Extracted text.

Inspired by the author’s own experiences, In Every Mirror She’s Black explores the particular ways in which race and class intersect in Swedish society. Following on from our October Book Club, we caught up with her to discuss the process of crafting her three protagonists and what she hopes readers will take away from the novel.

Firstly, tell us a little about yourself…

I’m a visual storyteller who uses various platforms to tell cultural and social stories inspired by my travels and time spent with different cultures. Before becoming a professional travel writer and photographer, I spent more than twelve years as a geographic information systems (GIS) programmer and system architect. So I consider myself a multipotentialite with equal access to both her logical and creative sides.

I’m a visual storyteller who uses various platforms to tell cultural and social stories inspired by my travels and time spent with different cultures.

When did you know you wanted to be a writer?

When I was around ten years old I saw some photos in a magazine and wanted to craft a story around the lives of the people in them. I wrote tons of short stories throughout my teenage years, so getting the chance to write fiction now feels like returning to my first love.

You’re a travel writer by trade – has this work manifested itself in your book at all?

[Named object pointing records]
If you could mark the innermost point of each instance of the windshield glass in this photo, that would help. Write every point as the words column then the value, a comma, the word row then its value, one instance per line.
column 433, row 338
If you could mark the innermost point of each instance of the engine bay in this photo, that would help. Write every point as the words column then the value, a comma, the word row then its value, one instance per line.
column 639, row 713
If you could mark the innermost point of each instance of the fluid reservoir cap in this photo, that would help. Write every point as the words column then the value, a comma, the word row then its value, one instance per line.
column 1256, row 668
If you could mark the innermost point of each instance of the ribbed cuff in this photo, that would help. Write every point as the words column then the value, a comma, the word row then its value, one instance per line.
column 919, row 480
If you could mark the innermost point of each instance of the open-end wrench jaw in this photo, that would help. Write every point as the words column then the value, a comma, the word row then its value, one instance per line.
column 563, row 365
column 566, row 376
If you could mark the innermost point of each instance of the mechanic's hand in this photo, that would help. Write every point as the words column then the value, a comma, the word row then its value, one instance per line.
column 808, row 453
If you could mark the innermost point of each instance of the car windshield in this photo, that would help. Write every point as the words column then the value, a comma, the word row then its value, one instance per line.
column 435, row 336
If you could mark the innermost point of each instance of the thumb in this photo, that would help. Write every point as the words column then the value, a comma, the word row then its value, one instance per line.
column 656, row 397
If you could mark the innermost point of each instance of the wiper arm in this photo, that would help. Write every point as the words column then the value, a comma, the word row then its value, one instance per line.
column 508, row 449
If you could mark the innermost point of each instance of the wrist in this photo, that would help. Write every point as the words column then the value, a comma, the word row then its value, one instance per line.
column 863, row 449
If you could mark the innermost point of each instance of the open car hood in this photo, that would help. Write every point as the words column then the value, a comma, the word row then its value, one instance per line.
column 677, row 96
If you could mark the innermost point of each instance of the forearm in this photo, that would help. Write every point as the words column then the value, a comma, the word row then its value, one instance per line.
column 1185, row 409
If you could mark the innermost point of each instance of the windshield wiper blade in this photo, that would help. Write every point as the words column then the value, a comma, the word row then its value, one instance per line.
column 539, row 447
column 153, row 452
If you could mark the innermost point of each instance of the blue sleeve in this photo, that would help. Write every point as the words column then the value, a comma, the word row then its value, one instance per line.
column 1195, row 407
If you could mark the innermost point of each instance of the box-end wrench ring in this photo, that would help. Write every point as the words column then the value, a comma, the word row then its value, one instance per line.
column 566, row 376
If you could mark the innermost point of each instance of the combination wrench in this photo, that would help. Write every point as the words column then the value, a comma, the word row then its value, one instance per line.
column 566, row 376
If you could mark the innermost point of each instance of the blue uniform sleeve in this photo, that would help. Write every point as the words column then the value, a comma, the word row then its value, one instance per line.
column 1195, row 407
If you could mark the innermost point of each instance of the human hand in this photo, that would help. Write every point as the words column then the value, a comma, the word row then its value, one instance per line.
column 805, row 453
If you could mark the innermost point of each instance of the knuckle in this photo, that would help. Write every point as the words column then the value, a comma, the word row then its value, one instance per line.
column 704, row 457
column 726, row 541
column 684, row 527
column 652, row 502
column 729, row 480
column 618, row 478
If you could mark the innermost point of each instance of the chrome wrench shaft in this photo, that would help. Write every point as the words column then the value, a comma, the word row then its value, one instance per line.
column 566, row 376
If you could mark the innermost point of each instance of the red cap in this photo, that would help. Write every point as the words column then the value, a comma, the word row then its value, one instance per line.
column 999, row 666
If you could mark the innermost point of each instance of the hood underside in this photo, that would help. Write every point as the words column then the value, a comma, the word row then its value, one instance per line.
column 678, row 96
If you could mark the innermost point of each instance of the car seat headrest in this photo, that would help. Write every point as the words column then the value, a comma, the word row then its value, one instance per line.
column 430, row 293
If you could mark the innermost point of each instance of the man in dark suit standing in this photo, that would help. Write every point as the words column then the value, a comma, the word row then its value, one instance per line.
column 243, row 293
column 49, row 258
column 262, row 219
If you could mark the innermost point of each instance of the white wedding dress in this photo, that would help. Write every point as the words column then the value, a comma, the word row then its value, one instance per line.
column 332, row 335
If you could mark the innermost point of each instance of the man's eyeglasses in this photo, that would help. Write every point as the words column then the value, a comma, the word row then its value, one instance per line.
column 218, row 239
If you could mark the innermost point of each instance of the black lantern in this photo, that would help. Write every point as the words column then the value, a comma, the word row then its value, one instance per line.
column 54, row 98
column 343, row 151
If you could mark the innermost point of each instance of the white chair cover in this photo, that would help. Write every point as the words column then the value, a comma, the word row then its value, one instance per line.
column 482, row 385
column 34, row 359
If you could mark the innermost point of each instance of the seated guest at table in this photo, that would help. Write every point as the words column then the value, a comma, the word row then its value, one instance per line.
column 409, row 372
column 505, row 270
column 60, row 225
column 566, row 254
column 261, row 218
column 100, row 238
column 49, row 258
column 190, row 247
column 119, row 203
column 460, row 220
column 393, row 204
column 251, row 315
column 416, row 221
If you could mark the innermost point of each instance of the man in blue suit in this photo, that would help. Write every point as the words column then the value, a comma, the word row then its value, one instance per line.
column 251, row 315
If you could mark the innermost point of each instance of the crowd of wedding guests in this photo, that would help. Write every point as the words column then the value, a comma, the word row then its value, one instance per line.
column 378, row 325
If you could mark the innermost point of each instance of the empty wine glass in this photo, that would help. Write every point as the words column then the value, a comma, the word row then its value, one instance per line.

Problems.
(A) According to the interview, how many years did the interviewee spend as a GIS programmer and system architect?
(B) In the interview, transcribe the passage that begins at the words "Inspired by the" and stops after "and creative sides.".
(C) Check each statement against the interview and answer yes or no, quoting the words that decide it. (i) At around ten years old, the interviewee wanted to craft a story about people seen in magazine photos. (ii) The interview followed a November Book Club. (iii) The interviewee wrote very few short stories as a teenager.

Per-task answers.
(A) More than twelve years.

(B)
Inspired by the author’s own experiences, In Every Mirror She’s Black explores the particular ways in which race and class intersect in Swedish society. Following on from our October Book Club, we caught up with her to discuss the process of crafting her three protagonists and what she hopes readers will take away from the novel.

Firstly, tell us a little about yourself…

I’m a visual storyteller who uses various platforms to tell cultural and social stories inspired by my travels and time spent with different cultures. Before becoming a professional travel writer and photographer, I spent more than twelve years as a geographic information systems (GIS) programmer and system architect. So I consider myself a multipotentialite with equal access to both her logical and creative sides.

(C)
(i) Yes: "When I was around ten years old I saw some photos in a magazine and wanted to craft a story around the lives of the people in them."
(ii) No: "Following on from our October Book Club"
(iii) No: "I wrote tons of short stories throughout my teenage years"